● REQUIRED WORK
Reproduce the records below word for word, leaving out the pictures.

● DATA FOR THIS EXERCISE

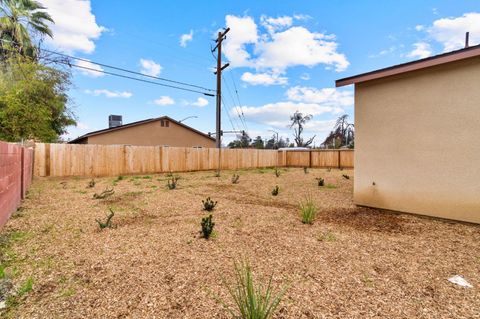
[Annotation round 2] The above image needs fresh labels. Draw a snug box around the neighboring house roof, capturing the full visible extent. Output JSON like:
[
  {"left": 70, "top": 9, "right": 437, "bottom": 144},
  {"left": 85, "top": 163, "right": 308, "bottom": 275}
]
[
  {"left": 335, "top": 45, "right": 480, "bottom": 87},
  {"left": 68, "top": 116, "right": 215, "bottom": 144}
]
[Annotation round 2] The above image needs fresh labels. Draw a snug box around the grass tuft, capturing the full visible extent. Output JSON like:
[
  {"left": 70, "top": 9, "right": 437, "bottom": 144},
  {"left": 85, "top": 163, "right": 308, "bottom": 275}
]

● CORRECT RESPONSE
[Annotation round 2] The above image needs fresh labels. Draw a snug box around the neighboring house roof, capturing the full visible extent. Output JSON like:
[
  {"left": 70, "top": 9, "right": 437, "bottom": 144},
  {"left": 85, "top": 163, "right": 308, "bottom": 275}
]
[
  {"left": 335, "top": 45, "right": 480, "bottom": 87},
  {"left": 68, "top": 116, "right": 215, "bottom": 144}
]
[Annotation round 2] The above image needs fresh labels. Draw a snug box around the grass tuft, capturing the full visible extent. Output JSON like:
[
  {"left": 70, "top": 9, "right": 437, "bottom": 144},
  {"left": 85, "top": 163, "right": 308, "bottom": 275}
]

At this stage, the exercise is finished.